# [EXERCISE]
List each line in the records that contains the string "ridge", treating uppercase and lowercase letters as different.
═════ TASK INPUTS
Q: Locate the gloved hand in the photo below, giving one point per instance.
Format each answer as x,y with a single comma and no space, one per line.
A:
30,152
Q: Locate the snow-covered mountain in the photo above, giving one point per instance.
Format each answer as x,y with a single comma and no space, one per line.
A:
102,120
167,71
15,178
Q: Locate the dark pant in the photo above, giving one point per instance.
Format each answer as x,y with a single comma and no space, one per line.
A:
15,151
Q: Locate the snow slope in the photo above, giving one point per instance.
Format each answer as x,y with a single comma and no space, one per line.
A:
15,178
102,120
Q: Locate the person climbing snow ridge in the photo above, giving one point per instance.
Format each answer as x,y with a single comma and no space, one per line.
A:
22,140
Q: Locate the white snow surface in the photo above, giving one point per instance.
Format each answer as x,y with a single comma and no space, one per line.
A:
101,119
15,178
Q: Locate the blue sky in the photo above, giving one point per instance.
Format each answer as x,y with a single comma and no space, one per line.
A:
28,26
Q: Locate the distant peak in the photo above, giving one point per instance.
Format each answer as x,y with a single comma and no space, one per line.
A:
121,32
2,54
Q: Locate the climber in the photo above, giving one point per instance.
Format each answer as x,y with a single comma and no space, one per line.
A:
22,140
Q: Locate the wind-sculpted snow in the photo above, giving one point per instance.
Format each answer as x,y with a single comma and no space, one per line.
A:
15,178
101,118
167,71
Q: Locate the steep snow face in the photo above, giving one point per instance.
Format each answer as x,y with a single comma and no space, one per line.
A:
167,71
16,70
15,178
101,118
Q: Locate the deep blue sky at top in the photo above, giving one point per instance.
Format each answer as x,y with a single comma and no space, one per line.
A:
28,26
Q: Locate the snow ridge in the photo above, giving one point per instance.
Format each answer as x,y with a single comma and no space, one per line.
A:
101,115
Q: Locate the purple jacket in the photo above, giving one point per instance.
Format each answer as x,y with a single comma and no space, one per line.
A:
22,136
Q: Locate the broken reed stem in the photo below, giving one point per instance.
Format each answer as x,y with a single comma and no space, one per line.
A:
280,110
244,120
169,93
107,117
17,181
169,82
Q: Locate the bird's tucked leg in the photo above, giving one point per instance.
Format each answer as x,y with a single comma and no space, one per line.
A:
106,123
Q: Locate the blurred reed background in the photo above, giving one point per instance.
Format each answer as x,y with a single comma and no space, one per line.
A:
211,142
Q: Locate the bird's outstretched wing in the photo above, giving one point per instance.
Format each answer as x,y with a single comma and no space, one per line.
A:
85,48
══════════
═════ TASK INPUTS
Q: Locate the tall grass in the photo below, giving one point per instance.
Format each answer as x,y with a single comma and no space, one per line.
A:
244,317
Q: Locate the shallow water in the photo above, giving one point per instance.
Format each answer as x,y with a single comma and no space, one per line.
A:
══════════
# [ANSWER FOR THE TASK]
Q: Locate the person climbing snow ridge in the photo above, giving one point per instance.
Q: Locate the snow ridge in the photo above, giving one point per instance.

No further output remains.